___ EXERCISE TEXT

Low-fat cheese offers a great-tasting alternative to the full-fat versions. Although fat-free cheese may seem like the better option, most brands tend to be very gummy, don’t melt well, and have little taste.
Instead, try reduced-fat cheese, which has the same great flavor and melting qualities as the original but with significantly less fat.
Expert’s tip: Buy blocks of reduced-fat cheese and grate it yourself. It’s not only cheaper, but it also melts better.
Most doctors, along with the AHA, recommend a diet containing less than 2,300 milligrams of sodium per day — that’s less than 1 teaspoon. If you already have high blood pressure, aim for less than 1,500 milligrams per day. In fact, they consider an ideal limit for most adults to be less than 1,500 milligrams per day.

______
___ DATASET RECORDS

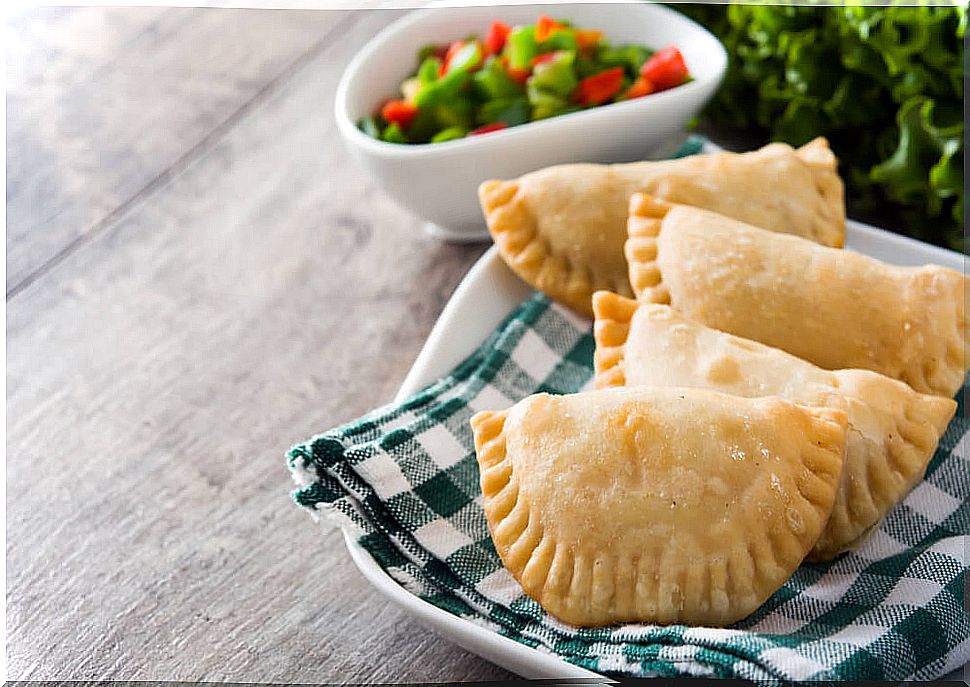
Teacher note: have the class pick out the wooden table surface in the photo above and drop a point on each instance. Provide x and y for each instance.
(197, 278)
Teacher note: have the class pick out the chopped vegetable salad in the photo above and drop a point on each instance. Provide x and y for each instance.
(515, 75)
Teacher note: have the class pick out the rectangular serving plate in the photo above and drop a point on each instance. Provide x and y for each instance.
(487, 294)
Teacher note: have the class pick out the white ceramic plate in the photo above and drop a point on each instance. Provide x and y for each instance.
(488, 293)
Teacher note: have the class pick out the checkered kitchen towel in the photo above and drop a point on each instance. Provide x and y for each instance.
(404, 481)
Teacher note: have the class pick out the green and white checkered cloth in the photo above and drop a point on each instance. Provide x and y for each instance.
(404, 480)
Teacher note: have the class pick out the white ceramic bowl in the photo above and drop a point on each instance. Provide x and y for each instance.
(439, 182)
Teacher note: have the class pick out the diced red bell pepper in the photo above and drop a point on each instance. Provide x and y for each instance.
(665, 69)
(638, 89)
(545, 25)
(587, 38)
(544, 57)
(598, 88)
(488, 128)
(495, 39)
(399, 112)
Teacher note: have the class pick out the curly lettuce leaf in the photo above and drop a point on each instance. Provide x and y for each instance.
(884, 84)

______

CHECK YOUR UNDERSTANDING:
1. Reproduce the nutrition text word for word, everything from "Low-fat cheese offers" down to "have little taste.".
2. In the nutrition text, what two advantages does the expert's tip give for grating blocks of reduced-fat cheese yourself?
3. Continue the nutrition text from its final sentence.
The entries are separate material, unrelated to the nutrition text.

ANSWERS TO THE PROBLEMS:
1.
Low-fat cheese offers a great-tasting alternative to the full-fat versions. Although fat-free cheese may seem like the better option, most brands tend to be very gummy, don’t melt well, and have little taste.

2. It's cheaper, and it melts better.

3.
Instead of reaching for the saltshaker, add a splash of vinegar or a squeeze of fresh lemon to your food. Using herbs and spices is a great way to give a familiar dish a new twist. Try creating your own salt-free spice blends to have on hand when you need a boost of flavor.
Taste tip: The flavor of fresh herbs fades quickly when cooked, so add them just before serving.
Eggs are an excellent source of protein and essential nutrients, but they do contain saturated fat. One large egg contains 1.6 grams of saturated fat. Instead of cutting eggs out completely, try to consume them in moderation, which means seven or fewer whole eggs a week for a healthy individual.